[Exercise text Boundary: Start]
Part of the problem both here and across the U.S. is sudden demand surge. When consumers with disposable income could not nor would not spend their money on travel or gym memberships when COVID hit, they turned to high-end purchases like home exercise equipment and bikes.

Smaller shops like Meudt’s and Brad Boyd’s Eurosports don’t carry large inventories due to store sizes and working capital. And, as Boyd said, “We all got too comfortable with the 25-year trend in just-in-time inventory.” The supply chain was so well oiled that Boyd or Meudt could be assured of getting any bike or part in three days. Now Meudt is ordering bikes for model year 2023, sight unseen — not even a photo — hoping they get delivered a year from now.

But it’s parts that are hurting Blazin Saddles the most.

“Most manufacturing is in Taiwan and Thailand and other Asian countries hardest hit by a COVID,” Meudt said. “Just when demand was skyrocketing, production was plummeting.”

He and Boyd say it could be years for the problem to work itself out.

The supply chain, as it is called — production, shipping, storage, and delivery — is only as strong as its weakest link. It is now a prime topic of everyday conversation in Sisters, with consumers being told they will not get exactly what they want for Christmas if they don’t order now. That may be political posturing, an exaggeration or ploy by sellers to get even more spending.
[Exercise text Boundary: End]
What to work on ▸
• A. In the bike-shop passage, which two countries does Meudt name as places where most manufacturing is done?
• B. What are all the stages that the bike-shop passage lists as making up the supply chain?
• C. Do these statements agree with the bike-shop passage? For each, answer yes or no and quote the words that decide it. (i) Boyd or Meudt could once count on getting any bike or part in three days. (ii) Shortages of whole bikes are hurting Blazin Saddles the most. (iii) Meudt has seen photos of the model year 2023 bikes he is ordering.
This listing has nothing to do with the bike-shop passage.
[Stored data Boundary: Start]
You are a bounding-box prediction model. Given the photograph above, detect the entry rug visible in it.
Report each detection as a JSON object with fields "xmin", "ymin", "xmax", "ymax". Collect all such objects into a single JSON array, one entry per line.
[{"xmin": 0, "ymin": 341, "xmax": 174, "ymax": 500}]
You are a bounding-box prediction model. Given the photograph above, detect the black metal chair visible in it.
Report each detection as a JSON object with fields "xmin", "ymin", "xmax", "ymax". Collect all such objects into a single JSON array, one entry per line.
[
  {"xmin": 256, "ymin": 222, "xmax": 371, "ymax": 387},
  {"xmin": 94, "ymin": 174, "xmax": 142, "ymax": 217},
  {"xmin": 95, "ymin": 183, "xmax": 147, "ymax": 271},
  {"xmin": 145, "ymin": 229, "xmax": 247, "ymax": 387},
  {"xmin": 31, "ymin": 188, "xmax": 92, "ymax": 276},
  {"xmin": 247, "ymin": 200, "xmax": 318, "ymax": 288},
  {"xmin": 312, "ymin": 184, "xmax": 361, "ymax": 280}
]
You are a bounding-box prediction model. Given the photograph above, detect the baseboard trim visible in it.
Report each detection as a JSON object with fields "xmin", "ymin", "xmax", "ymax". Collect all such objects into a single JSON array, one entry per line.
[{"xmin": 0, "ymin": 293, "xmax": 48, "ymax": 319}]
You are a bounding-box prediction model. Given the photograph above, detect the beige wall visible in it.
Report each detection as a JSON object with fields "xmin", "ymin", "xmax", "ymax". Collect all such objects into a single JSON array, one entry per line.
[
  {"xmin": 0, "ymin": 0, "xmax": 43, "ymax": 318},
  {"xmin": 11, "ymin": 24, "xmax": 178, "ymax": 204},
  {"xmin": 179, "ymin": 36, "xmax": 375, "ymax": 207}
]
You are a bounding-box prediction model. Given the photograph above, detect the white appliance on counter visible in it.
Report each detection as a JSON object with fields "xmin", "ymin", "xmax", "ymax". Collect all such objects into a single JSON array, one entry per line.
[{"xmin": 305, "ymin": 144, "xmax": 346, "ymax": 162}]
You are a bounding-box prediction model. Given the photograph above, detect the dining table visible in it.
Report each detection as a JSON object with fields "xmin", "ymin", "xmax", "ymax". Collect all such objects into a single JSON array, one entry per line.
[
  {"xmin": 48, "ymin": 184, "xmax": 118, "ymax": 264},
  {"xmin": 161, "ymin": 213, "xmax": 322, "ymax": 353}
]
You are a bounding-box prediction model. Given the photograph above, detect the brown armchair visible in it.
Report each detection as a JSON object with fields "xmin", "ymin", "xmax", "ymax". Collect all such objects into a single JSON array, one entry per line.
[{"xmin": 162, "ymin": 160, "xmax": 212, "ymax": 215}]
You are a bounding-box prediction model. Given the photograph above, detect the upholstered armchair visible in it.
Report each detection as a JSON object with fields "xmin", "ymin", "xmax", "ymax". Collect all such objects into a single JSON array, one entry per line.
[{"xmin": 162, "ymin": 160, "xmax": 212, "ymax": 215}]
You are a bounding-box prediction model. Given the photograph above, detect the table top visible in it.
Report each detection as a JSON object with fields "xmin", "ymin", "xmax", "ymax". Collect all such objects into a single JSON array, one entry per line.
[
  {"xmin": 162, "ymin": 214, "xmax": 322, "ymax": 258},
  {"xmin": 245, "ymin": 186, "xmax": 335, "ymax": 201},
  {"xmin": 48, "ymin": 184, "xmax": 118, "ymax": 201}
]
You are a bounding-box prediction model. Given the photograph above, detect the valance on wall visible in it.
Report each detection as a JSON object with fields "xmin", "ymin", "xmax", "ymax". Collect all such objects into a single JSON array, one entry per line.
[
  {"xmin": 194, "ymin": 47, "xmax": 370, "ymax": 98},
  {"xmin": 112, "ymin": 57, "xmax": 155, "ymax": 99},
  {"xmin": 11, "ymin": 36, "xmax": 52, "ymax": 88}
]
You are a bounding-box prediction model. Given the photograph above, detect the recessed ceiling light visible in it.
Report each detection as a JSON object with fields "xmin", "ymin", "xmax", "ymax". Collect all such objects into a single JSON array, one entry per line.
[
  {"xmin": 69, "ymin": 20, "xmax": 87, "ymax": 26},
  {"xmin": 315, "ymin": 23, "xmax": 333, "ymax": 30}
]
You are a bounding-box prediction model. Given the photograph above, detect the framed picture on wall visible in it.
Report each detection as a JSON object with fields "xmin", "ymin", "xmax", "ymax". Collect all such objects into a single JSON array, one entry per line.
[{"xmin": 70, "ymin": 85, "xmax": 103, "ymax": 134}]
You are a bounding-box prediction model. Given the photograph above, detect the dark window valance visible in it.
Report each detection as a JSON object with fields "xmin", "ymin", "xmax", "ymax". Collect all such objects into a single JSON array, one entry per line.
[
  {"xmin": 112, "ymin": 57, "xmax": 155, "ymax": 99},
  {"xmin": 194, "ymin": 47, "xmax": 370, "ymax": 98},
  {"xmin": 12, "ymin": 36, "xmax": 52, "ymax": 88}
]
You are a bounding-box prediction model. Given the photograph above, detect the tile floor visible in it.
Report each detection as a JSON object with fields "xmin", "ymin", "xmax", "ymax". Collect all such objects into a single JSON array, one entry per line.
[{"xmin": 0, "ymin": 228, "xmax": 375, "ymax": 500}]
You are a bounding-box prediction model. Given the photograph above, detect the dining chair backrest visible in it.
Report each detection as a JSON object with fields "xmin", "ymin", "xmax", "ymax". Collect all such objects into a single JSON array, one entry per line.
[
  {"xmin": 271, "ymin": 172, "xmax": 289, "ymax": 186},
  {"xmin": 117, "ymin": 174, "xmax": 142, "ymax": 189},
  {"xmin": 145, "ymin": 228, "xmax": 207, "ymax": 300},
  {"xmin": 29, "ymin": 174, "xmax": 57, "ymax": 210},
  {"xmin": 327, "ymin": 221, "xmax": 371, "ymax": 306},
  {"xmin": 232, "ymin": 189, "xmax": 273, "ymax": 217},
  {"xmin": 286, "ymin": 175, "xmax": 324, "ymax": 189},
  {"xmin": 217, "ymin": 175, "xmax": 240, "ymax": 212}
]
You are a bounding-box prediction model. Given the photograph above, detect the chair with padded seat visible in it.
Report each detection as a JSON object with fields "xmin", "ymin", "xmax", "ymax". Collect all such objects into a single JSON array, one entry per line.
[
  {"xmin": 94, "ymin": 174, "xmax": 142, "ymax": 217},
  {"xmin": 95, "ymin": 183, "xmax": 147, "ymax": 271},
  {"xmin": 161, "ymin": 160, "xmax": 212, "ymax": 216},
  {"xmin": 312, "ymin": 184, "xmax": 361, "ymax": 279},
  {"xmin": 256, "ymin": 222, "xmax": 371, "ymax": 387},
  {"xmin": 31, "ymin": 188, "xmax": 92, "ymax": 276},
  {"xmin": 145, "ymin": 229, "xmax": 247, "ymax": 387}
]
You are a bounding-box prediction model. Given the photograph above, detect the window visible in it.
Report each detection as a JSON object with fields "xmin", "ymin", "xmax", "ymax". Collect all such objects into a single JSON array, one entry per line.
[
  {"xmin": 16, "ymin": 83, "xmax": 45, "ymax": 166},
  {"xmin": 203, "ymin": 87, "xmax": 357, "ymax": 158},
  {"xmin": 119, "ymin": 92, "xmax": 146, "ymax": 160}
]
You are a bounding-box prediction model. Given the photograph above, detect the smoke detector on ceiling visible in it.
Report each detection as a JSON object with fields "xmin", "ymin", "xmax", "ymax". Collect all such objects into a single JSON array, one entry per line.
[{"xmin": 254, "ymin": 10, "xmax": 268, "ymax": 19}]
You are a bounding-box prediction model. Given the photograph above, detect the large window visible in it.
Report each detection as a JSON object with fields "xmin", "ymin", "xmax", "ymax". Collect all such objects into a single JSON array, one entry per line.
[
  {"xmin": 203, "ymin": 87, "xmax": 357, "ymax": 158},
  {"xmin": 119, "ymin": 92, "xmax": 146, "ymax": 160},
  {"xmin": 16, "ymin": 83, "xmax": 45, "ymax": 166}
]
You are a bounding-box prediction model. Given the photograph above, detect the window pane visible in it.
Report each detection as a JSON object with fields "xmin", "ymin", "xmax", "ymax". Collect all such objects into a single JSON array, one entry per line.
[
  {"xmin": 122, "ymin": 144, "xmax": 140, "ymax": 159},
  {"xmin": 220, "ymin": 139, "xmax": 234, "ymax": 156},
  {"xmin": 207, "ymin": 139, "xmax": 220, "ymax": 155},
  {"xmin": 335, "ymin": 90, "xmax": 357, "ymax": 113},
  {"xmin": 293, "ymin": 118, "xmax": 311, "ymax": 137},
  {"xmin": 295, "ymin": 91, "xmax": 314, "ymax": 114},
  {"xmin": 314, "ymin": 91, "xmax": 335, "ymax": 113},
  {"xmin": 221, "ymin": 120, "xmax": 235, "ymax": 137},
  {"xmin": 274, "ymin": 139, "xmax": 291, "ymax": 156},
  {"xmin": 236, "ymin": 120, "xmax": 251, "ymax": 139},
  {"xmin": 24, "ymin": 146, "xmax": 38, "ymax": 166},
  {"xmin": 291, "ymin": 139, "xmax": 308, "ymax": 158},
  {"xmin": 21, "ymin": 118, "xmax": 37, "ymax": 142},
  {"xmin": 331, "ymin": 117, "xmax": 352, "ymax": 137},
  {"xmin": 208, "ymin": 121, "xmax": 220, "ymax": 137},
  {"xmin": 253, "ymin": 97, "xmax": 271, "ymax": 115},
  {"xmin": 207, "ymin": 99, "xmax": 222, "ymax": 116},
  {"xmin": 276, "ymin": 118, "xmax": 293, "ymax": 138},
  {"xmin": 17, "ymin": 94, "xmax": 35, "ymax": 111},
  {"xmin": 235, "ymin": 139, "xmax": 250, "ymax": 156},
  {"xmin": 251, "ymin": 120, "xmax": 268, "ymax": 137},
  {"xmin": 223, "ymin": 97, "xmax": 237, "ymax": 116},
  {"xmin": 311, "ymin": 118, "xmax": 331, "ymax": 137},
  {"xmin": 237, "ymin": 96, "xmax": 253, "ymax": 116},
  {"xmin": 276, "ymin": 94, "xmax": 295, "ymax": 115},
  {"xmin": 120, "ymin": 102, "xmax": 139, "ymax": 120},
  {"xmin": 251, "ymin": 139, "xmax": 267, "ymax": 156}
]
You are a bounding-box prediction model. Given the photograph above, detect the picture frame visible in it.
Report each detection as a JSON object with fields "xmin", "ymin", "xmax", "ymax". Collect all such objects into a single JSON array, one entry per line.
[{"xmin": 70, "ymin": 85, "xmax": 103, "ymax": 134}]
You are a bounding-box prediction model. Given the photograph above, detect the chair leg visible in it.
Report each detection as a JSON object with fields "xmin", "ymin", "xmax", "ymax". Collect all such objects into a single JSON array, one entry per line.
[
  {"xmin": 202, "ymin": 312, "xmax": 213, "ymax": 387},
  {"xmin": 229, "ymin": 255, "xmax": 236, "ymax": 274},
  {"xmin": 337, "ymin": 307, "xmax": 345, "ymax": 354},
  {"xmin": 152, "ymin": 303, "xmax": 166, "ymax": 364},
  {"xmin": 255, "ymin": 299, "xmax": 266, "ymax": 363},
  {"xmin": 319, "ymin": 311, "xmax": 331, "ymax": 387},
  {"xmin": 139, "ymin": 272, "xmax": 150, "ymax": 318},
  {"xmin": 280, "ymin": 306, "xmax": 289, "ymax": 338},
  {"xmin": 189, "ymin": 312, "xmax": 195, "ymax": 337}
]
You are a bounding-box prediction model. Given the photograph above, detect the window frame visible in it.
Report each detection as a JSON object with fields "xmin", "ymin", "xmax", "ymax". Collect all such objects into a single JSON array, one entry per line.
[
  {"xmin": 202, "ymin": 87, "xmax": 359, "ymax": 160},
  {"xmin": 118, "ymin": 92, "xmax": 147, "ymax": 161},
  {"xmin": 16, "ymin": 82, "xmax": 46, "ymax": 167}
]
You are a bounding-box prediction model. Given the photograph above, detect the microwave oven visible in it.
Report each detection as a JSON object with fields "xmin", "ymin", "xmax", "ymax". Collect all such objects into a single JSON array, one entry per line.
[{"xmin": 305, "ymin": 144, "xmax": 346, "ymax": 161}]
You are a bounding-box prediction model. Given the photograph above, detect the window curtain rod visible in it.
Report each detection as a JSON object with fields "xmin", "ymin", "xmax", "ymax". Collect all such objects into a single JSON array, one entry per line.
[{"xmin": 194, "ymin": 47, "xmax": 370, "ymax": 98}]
[Stored data Boundary: End]
Numbered responses ▸
• A. Taiwan and Thailand

• B. Production, shipping, storage, and delivery

• C.
(i) Yes: "could be assured of getting any bike or part in three days"
(ii) No: "But it’s parts that are hurting Blazin Saddles the most."
(iii) No: "sight unseen — not even a photo"